──────── Gegebener Textauszug

7. Beginne mit nächsten Pixel

Damit hast du an sich immer ein korrektes Ergebnis. Wie gesagt, es kann langsam sein und wird eigentlich nur beim Rendern von komplexen aber vorher optimierten Szenen genutzt.


----------



## Noctarius (21. Jan 2010)

Soulfly hat gesagt.:


> Ich stimme auch zu, es geht so nicht.
> 
> Aber ich gebe dir mal einen anderen Denkanstoß. Und zwar Mathematik.
> 
> ...



Dir ist schon klar, dass der Jung 13 vielleicht mittlerweile 14 ist?


----------



## Soulfly (21. Jan 2010)

Noctarius hat gesagt.:


> Dir ist schon klar, dass der Jung 13 vielleicht mittlerweile 14 ist?



Und warum will er dann eine 3D-Engine schreiben. Er will sich mit 3D beschäftigen, dann soll er das doch. Auch wenn es sich halt, wie bei meinem Beitrag oben, um einen Raytracing-Ansatz handelt. Dann muss er halt ein bißchen Wikipedia *abrat* oder besser ein Buch lesen.


Edit: Tutorials oder andere Arbeiten im Netz tun es auch


----------



## Marco13 (21. Jan 2010)

An sich ist das ja nicht schlimm. Isoliert betrachtet könnte man es sogar als lobenswert bezeichnen. Sich mit 14 in seiner Freizeit nicht mit GTA4 auf der Playstation3 zu beschäftigen, sondern mit der Frage, was Homogene Koordinaten, der Bresehnham-Algorithmus oder eben ein Z-Buffer ist, könnte eigentlich bewirken, dass derjenige ein potentieller zweiter John Carmack wird.

────────────────
──────── Bereitgestellte Einträge

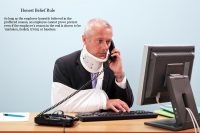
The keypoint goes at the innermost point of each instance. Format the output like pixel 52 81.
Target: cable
pixel 193 119
pixel 196 125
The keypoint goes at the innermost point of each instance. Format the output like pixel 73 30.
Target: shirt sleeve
pixel 88 100
pixel 121 84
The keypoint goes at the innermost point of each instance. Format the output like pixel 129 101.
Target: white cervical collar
pixel 90 62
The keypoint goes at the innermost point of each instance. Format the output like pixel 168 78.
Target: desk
pixel 120 126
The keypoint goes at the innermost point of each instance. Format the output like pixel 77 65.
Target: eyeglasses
pixel 102 41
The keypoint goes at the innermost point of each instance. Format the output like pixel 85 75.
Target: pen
pixel 14 115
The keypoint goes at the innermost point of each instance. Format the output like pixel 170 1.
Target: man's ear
pixel 84 39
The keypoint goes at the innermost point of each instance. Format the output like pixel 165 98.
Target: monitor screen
pixel 166 70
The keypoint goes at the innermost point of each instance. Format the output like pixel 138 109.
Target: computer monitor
pixel 166 70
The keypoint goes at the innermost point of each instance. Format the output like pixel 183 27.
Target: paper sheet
pixel 14 116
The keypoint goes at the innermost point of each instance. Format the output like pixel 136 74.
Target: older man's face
pixel 98 42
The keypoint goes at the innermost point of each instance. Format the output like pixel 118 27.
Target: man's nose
pixel 105 45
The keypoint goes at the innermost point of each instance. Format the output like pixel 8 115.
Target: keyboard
pixel 104 116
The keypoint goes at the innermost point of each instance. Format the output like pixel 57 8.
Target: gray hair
pixel 94 23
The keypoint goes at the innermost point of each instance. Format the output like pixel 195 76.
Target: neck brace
pixel 90 62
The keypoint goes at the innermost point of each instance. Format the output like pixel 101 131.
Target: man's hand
pixel 117 105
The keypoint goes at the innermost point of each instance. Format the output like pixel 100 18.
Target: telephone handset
pixel 112 46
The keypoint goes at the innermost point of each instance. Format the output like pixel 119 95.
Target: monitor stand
pixel 181 97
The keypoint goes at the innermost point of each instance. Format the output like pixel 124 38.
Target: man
pixel 110 90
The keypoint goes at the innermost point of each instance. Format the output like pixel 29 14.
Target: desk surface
pixel 122 126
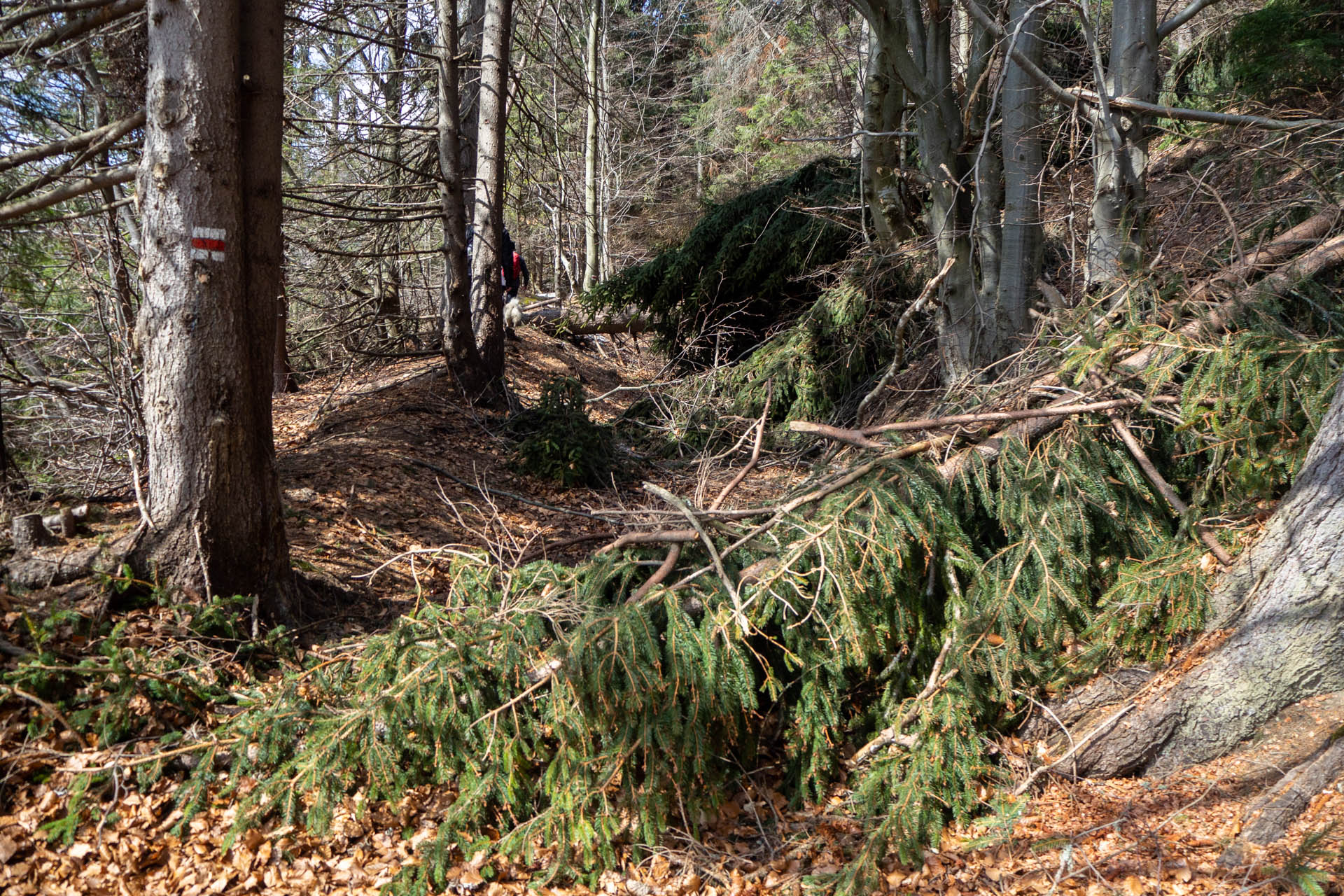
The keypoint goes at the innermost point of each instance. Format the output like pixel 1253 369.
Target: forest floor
pixel 386 473
pixel 379 473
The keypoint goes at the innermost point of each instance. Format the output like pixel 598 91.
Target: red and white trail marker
pixel 207 244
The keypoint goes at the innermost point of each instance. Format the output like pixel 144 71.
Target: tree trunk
pixel 1287 598
pixel 211 204
pixel 487 296
pixel 590 220
pixel 470 90
pixel 454 295
pixel 1121 164
pixel 1022 153
pixel 883 111
pixel 283 375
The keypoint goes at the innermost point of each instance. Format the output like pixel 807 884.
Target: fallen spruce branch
pixel 1219 318
pixel 756 451
pixel 891 734
pixel 916 307
pixel 859 438
pixel 1163 486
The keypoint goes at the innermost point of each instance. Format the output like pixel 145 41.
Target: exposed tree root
pixel 1287 799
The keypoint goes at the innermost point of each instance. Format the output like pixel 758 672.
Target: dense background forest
pixel 911 463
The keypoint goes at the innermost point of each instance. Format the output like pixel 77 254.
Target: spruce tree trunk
pixel 454 295
pixel 590 216
pixel 1285 599
pixel 487 293
pixel 1114 245
pixel 211 254
pixel 1023 163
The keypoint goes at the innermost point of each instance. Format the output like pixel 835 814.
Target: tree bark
pixel 460 351
pixel 883 112
pixel 211 253
pixel 1288 643
pixel 1023 164
pixel 1114 245
pixel 487 295
pixel 590 216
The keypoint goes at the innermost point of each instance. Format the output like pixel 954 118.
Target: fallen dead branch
pixel 899 337
pixel 891 734
pixel 1221 317
pixel 1163 486
pixel 756 451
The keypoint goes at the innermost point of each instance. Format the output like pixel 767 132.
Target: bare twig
pixel 708 546
pixel 1021 789
pixel 1163 486
pixel 891 734
pixel 899 337
pixel 660 574
pixel 756 451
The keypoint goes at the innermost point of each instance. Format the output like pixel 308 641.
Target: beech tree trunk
pixel 1285 603
pixel 590 214
pixel 1121 166
pixel 488 218
pixel 1023 164
pixel 454 298
pixel 885 191
pixel 211 254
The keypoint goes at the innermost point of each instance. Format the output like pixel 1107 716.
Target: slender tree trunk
pixel 210 186
pixel 949 203
pixel 454 298
pixel 1287 598
pixel 1114 245
pixel 283 375
pixel 487 295
pixel 590 216
pixel 883 111
pixel 1022 168
pixel 470 92
pixel 388 307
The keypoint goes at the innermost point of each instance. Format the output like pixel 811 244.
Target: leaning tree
pixel 211 251
pixel 1284 602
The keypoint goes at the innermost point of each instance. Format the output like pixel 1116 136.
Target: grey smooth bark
pixel 1285 598
pixel 211 251
pixel 488 216
pixel 592 254
pixel 1022 171
pixel 1114 245
pixel 885 192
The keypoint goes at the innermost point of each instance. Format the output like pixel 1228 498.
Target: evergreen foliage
pixel 558 440
pixel 738 274
pixel 816 367
pixel 559 713
pixel 1291 46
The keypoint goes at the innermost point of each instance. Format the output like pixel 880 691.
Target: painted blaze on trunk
pixel 210 192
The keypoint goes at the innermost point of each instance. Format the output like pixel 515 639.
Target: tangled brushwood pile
pixel 867 637
pixel 883 608
pixel 749 265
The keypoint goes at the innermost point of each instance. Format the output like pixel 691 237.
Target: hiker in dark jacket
pixel 512 267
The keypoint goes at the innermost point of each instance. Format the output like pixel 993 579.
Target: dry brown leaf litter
pixel 354 503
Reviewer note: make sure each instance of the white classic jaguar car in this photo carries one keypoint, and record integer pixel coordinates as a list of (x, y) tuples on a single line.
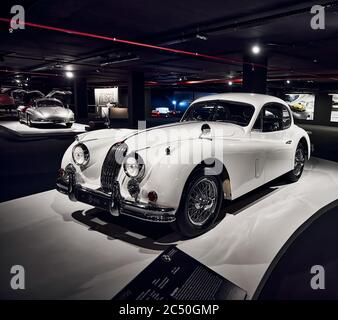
[(224, 146)]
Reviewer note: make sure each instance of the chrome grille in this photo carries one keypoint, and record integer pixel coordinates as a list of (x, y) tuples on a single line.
[(112, 165)]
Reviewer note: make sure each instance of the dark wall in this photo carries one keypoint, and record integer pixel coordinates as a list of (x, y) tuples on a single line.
[(322, 111)]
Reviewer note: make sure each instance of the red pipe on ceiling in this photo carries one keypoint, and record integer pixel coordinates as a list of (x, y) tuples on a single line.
[(145, 45), (134, 43)]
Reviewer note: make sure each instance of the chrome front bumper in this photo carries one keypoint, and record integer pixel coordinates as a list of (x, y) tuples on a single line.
[(113, 202), (51, 121)]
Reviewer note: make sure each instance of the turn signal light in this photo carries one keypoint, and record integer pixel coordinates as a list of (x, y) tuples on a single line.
[(152, 196)]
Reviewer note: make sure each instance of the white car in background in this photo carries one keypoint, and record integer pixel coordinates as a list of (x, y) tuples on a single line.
[(225, 146)]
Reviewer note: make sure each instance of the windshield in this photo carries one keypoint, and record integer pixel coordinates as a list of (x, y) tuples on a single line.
[(49, 103), (222, 111)]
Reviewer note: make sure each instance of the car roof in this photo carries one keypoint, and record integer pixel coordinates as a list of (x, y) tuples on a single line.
[(48, 99), (254, 99)]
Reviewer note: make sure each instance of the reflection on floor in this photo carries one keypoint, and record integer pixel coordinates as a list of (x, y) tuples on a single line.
[(71, 251), (23, 130)]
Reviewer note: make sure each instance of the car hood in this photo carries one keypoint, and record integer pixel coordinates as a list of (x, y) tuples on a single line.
[(181, 131), (166, 133), (54, 111)]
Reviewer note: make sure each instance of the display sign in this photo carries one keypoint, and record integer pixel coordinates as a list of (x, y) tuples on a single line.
[(302, 105), (103, 96), (334, 110), (174, 275)]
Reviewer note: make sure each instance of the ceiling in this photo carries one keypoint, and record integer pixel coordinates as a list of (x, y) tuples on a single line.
[(282, 28)]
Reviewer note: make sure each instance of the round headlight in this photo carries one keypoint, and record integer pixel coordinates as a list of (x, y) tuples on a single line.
[(134, 166), (80, 154)]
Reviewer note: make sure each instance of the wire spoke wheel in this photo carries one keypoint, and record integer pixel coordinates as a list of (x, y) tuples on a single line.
[(299, 161), (202, 201)]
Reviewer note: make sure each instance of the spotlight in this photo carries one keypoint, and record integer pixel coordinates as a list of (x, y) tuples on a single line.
[(256, 49), (69, 74)]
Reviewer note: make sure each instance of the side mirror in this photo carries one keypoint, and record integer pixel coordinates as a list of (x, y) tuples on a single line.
[(205, 132)]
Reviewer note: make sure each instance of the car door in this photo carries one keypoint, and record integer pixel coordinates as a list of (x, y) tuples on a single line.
[(273, 129)]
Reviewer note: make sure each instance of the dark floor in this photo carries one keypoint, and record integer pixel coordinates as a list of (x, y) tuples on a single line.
[(314, 244), (324, 139)]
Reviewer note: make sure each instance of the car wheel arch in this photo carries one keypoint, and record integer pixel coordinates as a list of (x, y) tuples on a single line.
[(305, 143), (222, 172)]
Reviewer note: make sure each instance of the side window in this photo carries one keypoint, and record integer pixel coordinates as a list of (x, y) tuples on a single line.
[(258, 124), (272, 117), (286, 118)]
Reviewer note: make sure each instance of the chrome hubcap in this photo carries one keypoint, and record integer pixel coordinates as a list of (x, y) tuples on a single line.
[(202, 200), (299, 161)]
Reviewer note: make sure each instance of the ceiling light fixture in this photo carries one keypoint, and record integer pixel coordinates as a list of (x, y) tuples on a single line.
[(256, 49), (202, 36), (69, 74)]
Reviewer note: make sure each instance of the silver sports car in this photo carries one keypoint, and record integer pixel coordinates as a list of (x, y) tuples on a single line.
[(47, 110)]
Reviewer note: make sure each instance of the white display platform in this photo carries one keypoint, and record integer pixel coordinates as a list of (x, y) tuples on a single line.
[(64, 259), (23, 130)]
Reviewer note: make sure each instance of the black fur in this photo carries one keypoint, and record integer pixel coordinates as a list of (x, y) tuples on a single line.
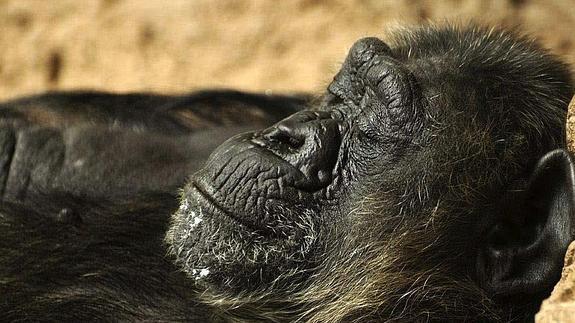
[(429, 183)]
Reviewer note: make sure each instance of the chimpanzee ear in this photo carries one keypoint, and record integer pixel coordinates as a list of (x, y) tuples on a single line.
[(525, 251)]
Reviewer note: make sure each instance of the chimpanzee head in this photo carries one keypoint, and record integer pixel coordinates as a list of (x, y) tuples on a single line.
[(426, 184)]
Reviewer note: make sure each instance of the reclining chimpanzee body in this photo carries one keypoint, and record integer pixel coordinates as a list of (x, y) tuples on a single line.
[(430, 182)]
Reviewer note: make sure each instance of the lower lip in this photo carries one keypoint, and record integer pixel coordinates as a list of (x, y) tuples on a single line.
[(213, 208)]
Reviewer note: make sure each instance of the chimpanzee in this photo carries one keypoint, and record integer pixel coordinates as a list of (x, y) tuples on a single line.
[(429, 183)]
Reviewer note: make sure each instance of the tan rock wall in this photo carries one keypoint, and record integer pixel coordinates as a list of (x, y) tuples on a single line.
[(178, 45), (277, 45)]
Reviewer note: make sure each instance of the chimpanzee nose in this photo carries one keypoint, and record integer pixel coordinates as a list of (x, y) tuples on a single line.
[(309, 141)]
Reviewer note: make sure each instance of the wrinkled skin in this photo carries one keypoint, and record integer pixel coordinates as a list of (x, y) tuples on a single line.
[(412, 182), (429, 183)]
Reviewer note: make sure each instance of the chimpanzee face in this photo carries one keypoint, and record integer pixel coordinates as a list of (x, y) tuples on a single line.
[(421, 157)]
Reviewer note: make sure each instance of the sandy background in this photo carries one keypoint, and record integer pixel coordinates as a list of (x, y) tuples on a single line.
[(181, 45), (258, 45)]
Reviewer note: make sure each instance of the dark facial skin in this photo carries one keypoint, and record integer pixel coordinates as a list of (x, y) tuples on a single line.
[(429, 183), (407, 194)]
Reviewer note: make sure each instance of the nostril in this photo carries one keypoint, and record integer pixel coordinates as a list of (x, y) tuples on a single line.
[(367, 48), (283, 135)]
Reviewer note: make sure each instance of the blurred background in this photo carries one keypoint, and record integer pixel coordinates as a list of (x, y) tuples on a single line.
[(258, 45)]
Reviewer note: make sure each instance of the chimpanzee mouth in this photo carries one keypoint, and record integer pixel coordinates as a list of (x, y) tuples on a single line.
[(208, 205)]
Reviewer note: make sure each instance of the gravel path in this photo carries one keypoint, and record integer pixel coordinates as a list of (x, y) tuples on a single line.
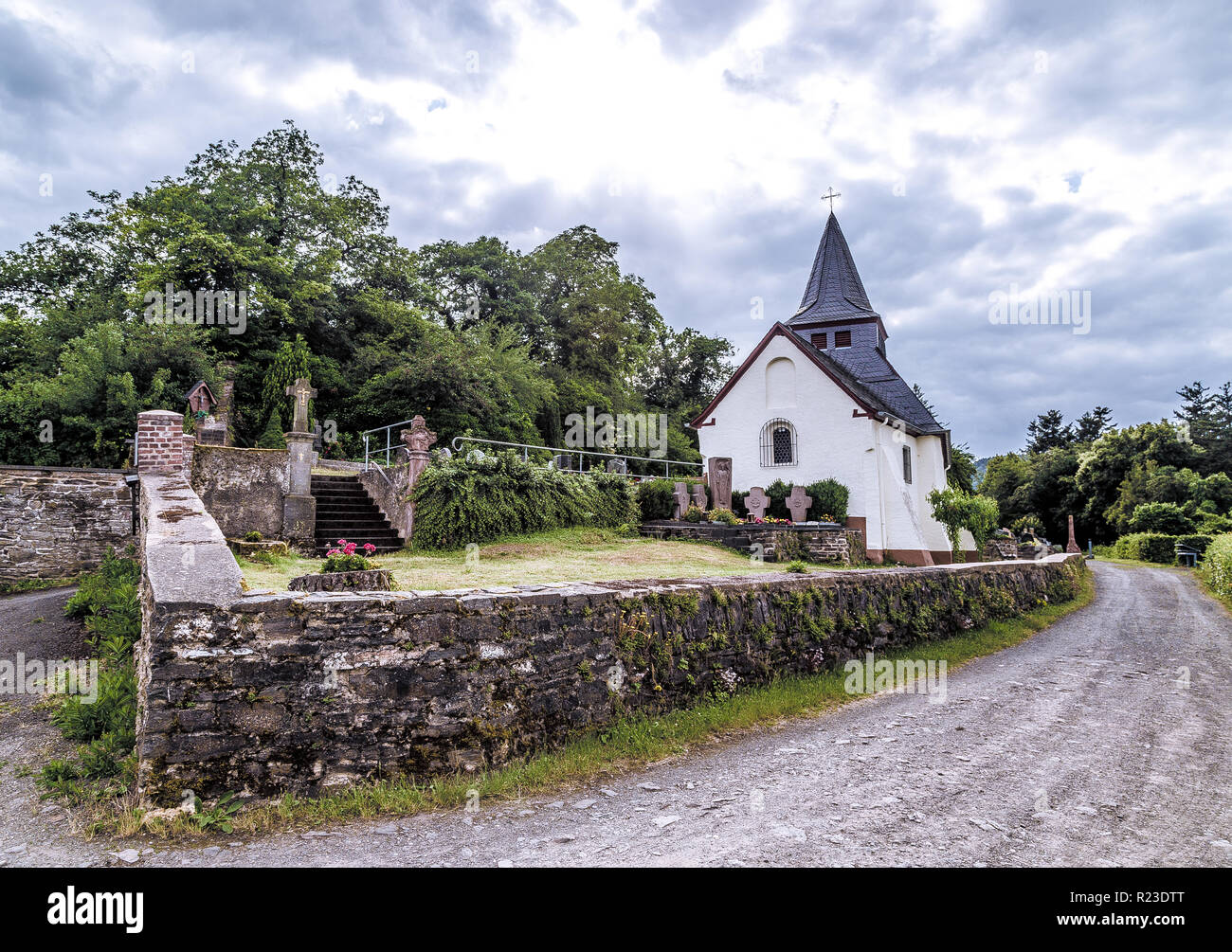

────────────────

▸ Aufgabe und Anforderungen
Kopiere aus dem Textauszug wortgetreu den Abschnitt, der mit „Damit hast du“ beginnt und bis einschließlich „Noctarius (21. Jan 2010)“ weitergeht. Die Daten haben mit dem Textauszug nichts zu tun.

▸ Vollständige Antwort
Damit hast du an sich immer ein korrektes Ergebnis. Wie gesagt, es kann langsam sein und wird eigentlich nur beim Rendern von komplexen aber vorher optimierten Szenen genutzt.


----------



## Noctarius (21. Jan 2010)